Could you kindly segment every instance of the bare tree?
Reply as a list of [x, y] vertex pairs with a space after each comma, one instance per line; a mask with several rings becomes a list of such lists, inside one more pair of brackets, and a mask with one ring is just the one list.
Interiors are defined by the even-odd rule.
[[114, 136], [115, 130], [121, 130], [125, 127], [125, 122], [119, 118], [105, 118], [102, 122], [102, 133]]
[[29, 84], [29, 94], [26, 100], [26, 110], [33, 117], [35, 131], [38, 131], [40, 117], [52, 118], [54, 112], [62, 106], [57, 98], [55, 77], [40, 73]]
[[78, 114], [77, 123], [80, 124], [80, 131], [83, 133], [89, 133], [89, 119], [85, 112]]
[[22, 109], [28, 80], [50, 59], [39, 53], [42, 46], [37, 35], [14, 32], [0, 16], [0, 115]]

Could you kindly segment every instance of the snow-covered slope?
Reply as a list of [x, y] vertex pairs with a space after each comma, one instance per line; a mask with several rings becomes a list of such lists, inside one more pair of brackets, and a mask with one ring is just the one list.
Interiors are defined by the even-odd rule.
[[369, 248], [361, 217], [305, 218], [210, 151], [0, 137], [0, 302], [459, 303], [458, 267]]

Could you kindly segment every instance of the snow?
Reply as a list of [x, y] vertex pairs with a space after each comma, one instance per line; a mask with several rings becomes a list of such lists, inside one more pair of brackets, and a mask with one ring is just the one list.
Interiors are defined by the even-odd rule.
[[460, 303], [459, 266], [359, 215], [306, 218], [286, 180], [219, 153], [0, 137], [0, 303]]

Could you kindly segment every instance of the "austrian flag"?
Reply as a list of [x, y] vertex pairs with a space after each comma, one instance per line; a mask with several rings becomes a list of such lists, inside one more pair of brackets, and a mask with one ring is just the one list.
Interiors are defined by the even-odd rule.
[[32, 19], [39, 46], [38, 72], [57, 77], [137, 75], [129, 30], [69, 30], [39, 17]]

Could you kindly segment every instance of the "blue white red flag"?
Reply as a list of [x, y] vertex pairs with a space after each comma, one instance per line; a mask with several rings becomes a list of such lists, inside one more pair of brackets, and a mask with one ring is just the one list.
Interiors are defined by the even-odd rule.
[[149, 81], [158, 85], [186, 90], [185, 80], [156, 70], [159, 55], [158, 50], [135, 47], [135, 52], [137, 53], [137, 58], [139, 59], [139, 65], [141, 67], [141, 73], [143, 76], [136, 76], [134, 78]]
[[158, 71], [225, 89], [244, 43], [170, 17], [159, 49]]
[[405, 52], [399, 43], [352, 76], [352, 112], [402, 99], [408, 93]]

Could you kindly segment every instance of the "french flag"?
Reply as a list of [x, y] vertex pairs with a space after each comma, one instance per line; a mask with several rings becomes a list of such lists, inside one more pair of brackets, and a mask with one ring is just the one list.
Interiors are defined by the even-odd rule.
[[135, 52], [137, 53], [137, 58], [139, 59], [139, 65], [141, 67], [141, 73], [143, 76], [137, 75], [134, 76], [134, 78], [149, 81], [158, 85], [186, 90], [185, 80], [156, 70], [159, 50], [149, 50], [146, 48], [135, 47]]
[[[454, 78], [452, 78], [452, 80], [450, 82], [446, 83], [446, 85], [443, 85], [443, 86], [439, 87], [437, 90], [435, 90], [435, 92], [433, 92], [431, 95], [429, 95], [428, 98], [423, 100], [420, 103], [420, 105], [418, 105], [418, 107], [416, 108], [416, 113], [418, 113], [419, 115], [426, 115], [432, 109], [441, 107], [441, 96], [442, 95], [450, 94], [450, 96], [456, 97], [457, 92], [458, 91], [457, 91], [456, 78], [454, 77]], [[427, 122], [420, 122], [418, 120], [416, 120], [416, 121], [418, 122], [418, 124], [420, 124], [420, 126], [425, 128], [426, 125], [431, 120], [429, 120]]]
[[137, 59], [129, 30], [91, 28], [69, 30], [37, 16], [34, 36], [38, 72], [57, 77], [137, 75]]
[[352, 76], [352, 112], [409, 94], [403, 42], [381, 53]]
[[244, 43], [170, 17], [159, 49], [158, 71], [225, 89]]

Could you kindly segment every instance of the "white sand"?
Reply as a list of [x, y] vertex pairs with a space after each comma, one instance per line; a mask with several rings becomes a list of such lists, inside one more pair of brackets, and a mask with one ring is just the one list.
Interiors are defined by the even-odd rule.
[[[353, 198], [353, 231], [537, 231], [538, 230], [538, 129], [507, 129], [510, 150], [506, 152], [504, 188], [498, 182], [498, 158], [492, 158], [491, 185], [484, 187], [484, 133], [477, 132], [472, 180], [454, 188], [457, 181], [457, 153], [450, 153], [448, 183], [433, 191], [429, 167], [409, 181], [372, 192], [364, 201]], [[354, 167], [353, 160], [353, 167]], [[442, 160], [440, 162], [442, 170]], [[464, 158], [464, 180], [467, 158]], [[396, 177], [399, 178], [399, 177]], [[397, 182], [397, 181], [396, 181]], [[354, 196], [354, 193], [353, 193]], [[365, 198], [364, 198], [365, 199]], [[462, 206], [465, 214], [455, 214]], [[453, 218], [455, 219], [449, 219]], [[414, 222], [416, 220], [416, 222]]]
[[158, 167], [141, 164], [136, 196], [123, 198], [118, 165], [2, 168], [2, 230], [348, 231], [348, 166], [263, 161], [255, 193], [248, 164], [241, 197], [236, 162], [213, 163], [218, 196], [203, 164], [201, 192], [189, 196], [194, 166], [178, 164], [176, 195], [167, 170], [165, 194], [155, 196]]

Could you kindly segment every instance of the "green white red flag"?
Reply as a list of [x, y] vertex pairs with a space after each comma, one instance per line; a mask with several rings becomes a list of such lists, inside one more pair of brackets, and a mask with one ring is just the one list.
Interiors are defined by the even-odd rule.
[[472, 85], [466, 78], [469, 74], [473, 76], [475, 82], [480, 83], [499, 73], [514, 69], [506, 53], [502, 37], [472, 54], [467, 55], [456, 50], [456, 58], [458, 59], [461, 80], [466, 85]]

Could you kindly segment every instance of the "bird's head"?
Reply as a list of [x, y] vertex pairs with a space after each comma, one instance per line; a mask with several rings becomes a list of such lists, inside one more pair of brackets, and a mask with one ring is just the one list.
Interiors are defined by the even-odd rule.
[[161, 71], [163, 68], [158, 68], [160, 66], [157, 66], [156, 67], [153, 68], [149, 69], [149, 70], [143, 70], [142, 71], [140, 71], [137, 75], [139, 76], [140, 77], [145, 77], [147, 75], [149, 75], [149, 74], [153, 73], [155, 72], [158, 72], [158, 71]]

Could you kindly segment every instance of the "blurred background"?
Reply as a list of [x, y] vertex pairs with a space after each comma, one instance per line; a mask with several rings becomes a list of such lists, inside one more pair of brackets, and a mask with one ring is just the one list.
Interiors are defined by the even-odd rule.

EXERCISE AIM
Reproduce all of the data above line for line, with no changes.

RESULT OF THIS EXERCISE
Could you kindly segment every instance of the bare tree?
Reply as a list of [x, y] vertex pairs with a space after each comma, one instance per line; a mask with several rings becomes a list of such lists, inside one more pair of brackets, and a mask with one ring is just the one list.
Interiors are defined by the even-odd rule.
[[114, 136], [115, 130], [121, 130], [125, 127], [125, 122], [119, 118], [105, 118], [102, 122], [102, 133]]
[[29, 84], [29, 94], [26, 100], [26, 110], [33, 117], [35, 131], [38, 131], [40, 117], [52, 118], [54, 112], [62, 106], [57, 98], [55, 77], [40, 73]]
[[78, 114], [77, 123], [80, 124], [80, 131], [83, 133], [89, 133], [89, 119], [85, 112]]
[[22, 109], [28, 80], [50, 59], [39, 53], [42, 46], [37, 35], [14, 32], [0, 16], [0, 115]]

Could you kindly segment every instance of the snow-covered slope?
Reply as a list of [x, y] vertex pairs with a space after each comma, one instance per line; a mask with several rings becomes a list of such lists, inside one more pair of brackets, and a mask with one ring is just the one list.
Interiors are defined by the even-odd rule.
[[369, 248], [361, 217], [305, 218], [210, 151], [0, 137], [0, 302], [459, 303], [458, 267]]

Could you kindly segment every instance of the snow?
Reply as a list of [x, y] vertex pairs with a space after each comma, one instance per line; a mask with several rings becomes a list of such lists, inside one more pair of brackets, and a mask with one ring is just the one list.
Interiors are defined by the even-odd rule.
[[460, 303], [459, 266], [359, 215], [306, 218], [286, 180], [219, 153], [0, 137], [0, 303]]

Could you kindly segment every instance of the "austrian flag"?
Reply as a list of [x, y] vertex pairs with a space after each comma, one instance per line; a mask with several rings becomes a list of such lists, inside one more pair of brackets, and a mask with one ring is just the one list.
Interiors are defined by the even-odd rule.
[[32, 19], [39, 46], [38, 72], [57, 77], [137, 75], [129, 30], [69, 30], [39, 17]]

Could you kindly segment every instance of the "blue white red flag"?
Reply as a list of [x, y] vertex pairs with a space after each comma, one instance per line; a mask with several rings becomes a list of such lists, inside one more pair of brackets, and a mask with one ring is just the one list.
Interiors are defined by the even-odd rule.
[[149, 81], [158, 85], [186, 90], [185, 80], [156, 70], [159, 55], [158, 50], [135, 47], [135, 52], [137, 53], [137, 58], [139, 59], [139, 65], [141, 67], [141, 73], [143, 76], [136, 76], [134, 78]]
[[158, 71], [225, 89], [244, 43], [170, 17], [159, 49]]
[[405, 52], [399, 43], [352, 76], [352, 112], [402, 99], [408, 93]]

Could you kindly segment every instance of the "french flag"?
Reply as a list of [x, y] vertex pairs with a space after each comma, one instance per line; a mask with several rings becomes a list of such lists, inside one more pair of brackets, and a mask with one ring is just the one list.
Interiors are defined by the even-odd rule.
[[135, 52], [137, 53], [137, 58], [139, 59], [139, 65], [141, 67], [141, 73], [143, 76], [137, 75], [134, 76], [134, 78], [149, 81], [158, 85], [186, 90], [185, 80], [156, 70], [159, 50], [149, 50], [146, 48], [135, 47]]
[[[454, 78], [452, 78], [452, 80], [450, 82], [446, 83], [446, 85], [443, 85], [443, 86], [439, 87], [437, 90], [435, 90], [435, 92], [433, 92], [431, 95], [429, 95], [428, 98], [423, 100], [420, 103], [420, 105], [418, 105], [418, 107], [416, 108], [416, 113], [418, 113], [419, 115], [426, 115], [432, 109], [441, 107], [441, 96], [442, 95], [450, 94], [450, 96], [456, 97], [457, 92], [458, 91], [457, 91], [456, 78], [454, 77]], [[427, 122], [420, 122], [418, 120], [416, 120], [416, 121], [418, 122], [418, 124], [420, 124], [420, 126], [425, 128], [426, 125], [431, 120], [429, 120]]]
[[137, 59], [129, 30], [91, 28], [69, 30], [37, 16], [34, 36], [38, 72], [57, 77], [137, 75]]
[[352, 76], [352, 112], [409, 94], [403, 42], [381, 53]]
[[244, 43], [170, 17], [159, 49], [158, 71], [225, 89]]

Could you kindly segment every instance of the "white sand"?
Reply as a list of [x, y] vertex pairs with a space after each comma, one instance per line; a mask with several rings becomes a list of such lists, inside one more pair of brackets, and a mask with one ring is just the one list.
Interiors are defined by the even-odd rule.
[[[353, 198], [353, 231], [537, 231], [538, 230], [538, 129], [507, 129], [510, 150], [506, 152], [504, 188], [498, 182], [498, 158], [492, 158], [491, 185], [484, 187], [484, 133], [477, 132], [472, 180], [454, 188], [457, 181], [457, 153], [450, 153], [448, 183], [433, 191], [429, 167], [409, 181], [372, 192], [364, 201]], [[354, 167], [353, 160], [353, 167]], [[442, 160], [440, 162], [442, 170]], [[464, 158], [464, 180], [467, 158]], [[396, 177], [399, 178], [399, 177]], [[397, 182], [397, 181], [396, 181]], [[354, 196], [354, 193], [353, 193]], [[365, 198], [364, 198], [365, 199]], [[462, 206], [465, 214], [455, 214]], [[453, 218], [455, 219], [449, 219]], [[414, 222], [416, 220], [416, 222]]]
[[158, 167], [141, 164], [136, 196], [123, 198], [118, 165], [2, 168], [2, 230], [348, 231], [348, 166], [263, 161], [255, 193], [248, 164], [241, 197], [236, 162], [213, 163], [218, 196], [203, 164], [201, 192], [189, 196], [194, 166], [178, 164], [176, 195], [167, 170], [165, 194], [155, 196]]

Could you kindly segment every instance of the "green white red flag"?
Reply as a list of [x, y] vertex pairs with a space after each comma, one instance per line; a mask with several rings becomes a list of such lists, inside one more pair of brackets, and a mask with one ring is just the one list.
Interiors are defined by the even-odd rule.
[[472, 85], [466, 78], [469, 74], [473, 76], [475, 82], [480, 83], [499, 73], [514, 69], [506, 53], [502, 37], [472, 54], [467, 55], [456, 50], [456, 58], [458, 59], [461, 80], [466, 85]]

Could you kindly segment every instance of the "bird's head"?
Reply as a list of [x, y] vertex pairs with a space after each comma, one instance per line; a mask with several rings becomes a list of such lists, inside one more pair of brackets, and a mask with one ring is just the one list.
Interiors are defined by the even-odd rule.
[[161, 71], [163, 68], [158, 68], [160, 66], [157, 66], [156, 67], [153, 68], [149, 69], [149, 70], [143, 70], [142, 71], [140, 71], [137, 75], [139, 76], [140, 77], [145, 77], [147, 75], [149, 75], [149, 74], [153, 73], [155, 72], [158, 72], [158, 71]]

Could you kindly segment every instance of the "blurred background"?
Reply as a list of [x, y] vertex pairs with a space after each comma, one instance per line; a mask with several rings becomes a list of such lists, inside one more pair of brackets, and a mask with one ring is just the one list.
Interiors are defined by the even-odd rule.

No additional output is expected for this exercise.